### [WHAT TO WORK ON]
The data that follows must be transcribed in full and exactly, minus the pictures.

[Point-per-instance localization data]
▬▬▬▬▬▬

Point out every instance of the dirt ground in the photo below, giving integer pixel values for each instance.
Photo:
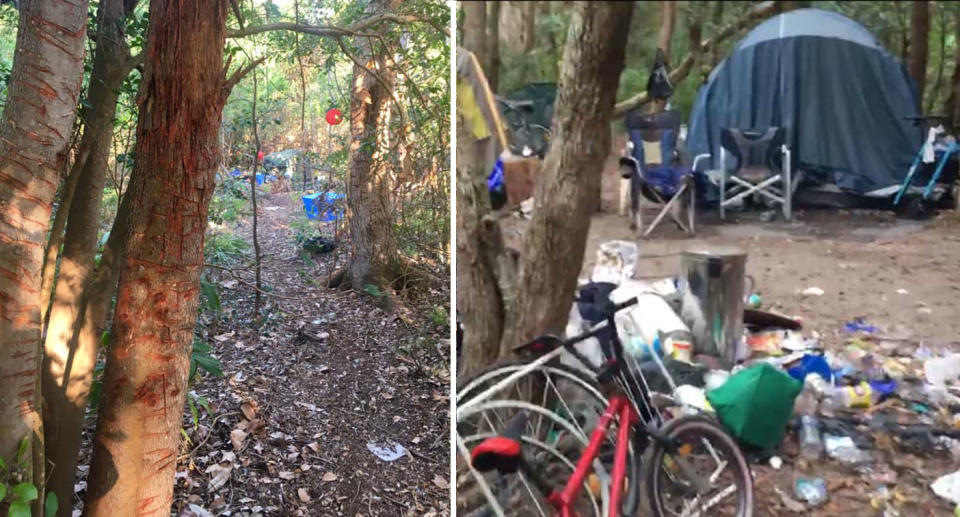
(901, 276)
(328, 376)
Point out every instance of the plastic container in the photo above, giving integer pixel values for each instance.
(811, 446)
(812, 491)
(683, 351)
(941, 370)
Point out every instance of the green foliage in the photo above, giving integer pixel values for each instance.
(439, 316)
(23, 493)
(200, 358)
(224, 248)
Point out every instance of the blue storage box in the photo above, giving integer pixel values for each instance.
(322, 209)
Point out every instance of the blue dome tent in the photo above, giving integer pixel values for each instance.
(843, 99)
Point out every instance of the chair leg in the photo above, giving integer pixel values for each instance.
(692, 208)
(624, 196)
(723, 196)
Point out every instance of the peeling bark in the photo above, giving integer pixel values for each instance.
(41, 107)
(553, 246)
(69, 356)
(375, 258)
(182, 96)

▬▬▬▬▬▬

### [TASK SOLUTION]
Point out every instance of the dirt ground in the photo below, giving integer pixel values for each instance.
Photo:
(901, 276)
(328, 376)
Point out every instance of the plastic container in the photo above, giving integer pixel values for each instance.
(811, 446)
(812, 491)
(683, 351)
(941, 370)
Point out every instance of the green foliage in the photo above, giving integer pixel values for each instance.
(439, 316)
(23, 493)
(200, 358)
(224, 248)
Point out every instance of the blue storage box in the photo above, giving integer pixel values for each instance.
(322, 209)
Point out every instance of the blue dome tent in the photo above, giving integer pixel values for each instance.
(843, 99)
Point out every instance of the chair leg in the photo above, giving integer pixel values for each instance.
(692, 208)
(624, 196)
(723, 196)
Point out every instance of the peeling bark in the photo above, giving integer pixel values for each instance.
(41, 107)
(553, 246)
(69, 356)
(375, 258)
(182, 96)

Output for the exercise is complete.